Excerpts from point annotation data
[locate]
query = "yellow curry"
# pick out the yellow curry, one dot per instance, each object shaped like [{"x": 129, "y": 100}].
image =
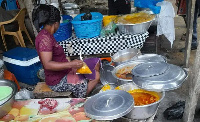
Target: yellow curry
[
  {"x": 135, "y": 18},
  {"x": 143, "y": 97}
]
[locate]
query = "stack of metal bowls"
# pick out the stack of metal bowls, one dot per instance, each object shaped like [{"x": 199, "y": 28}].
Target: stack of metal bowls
[{"x": 7, "y": 102}]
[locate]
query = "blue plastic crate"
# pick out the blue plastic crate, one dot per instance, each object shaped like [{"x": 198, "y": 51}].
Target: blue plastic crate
[
  {"x": 65, "y": 29},
  {"x": 88, "y": 28},
  {"x": 24, "y": 63}
]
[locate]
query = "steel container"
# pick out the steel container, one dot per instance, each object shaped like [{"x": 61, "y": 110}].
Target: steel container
[
  {"x": 6, "y": 105},
  {"x": 145, "y": 111},
  {"x": 134, "y": 28},
  {"x": 125, "y": 55},
  {"x": 117, "y": 68}
]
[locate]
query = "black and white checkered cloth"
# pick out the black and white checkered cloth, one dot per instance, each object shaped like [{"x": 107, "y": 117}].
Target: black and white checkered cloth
[{"x": 100, "y": 45}]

* Problem to solve
Every entry must be transcribed exactly. Pictures do not belong in the copy.

* Task response
[locate]
query = "yellow curry"
# pick out the yellow curry, one dot per instance, each object shaped like [{"x": 129, "y": 100}].
image =
Target: yellow curry
[
  {"x": 135, "y": 18},
  {"x": 143, "y": 97}
]
[locate]
query = "stack of metal bowls"
# pick out the stack of metal bowls, one dot per instance, each object shaped like [{"x": 199, "y": 28}].
Target: stack of metal bowls
[{"x": 7, "y": 102}]
[locate]
query = "blue plastic crate"
# pick out the blue plastic crate, one dot per instance, each object shaped like [{"x": 198, "y": 51}].
Target: blue plastic crate
[
  {"x": 65, "y": 29},
  {"x": 88, "y": 28},
  {"x": 24, "y": 63}
]
[locate]
query = "steel container"
# pick out the steel container, one dot per instance, each object shaped like [{"x": 61, "y": 110}].
Target: steel container
[
  {"x": 6, "y": 105},
  {"x": 145, "y": 111},
  {"x": 134, "y": 28},
  {"x": 125, "y": 55},
  {"x": 117, "y": 68}
]
[locate]
query = "black and white checkered cloth"
# pick out the black and white checkered cloth, one dot per instance, each object shaped like [{"x": 107, "y": 117}].
Target: black and white checkered cloth
[{"x": 100, "y": 45}]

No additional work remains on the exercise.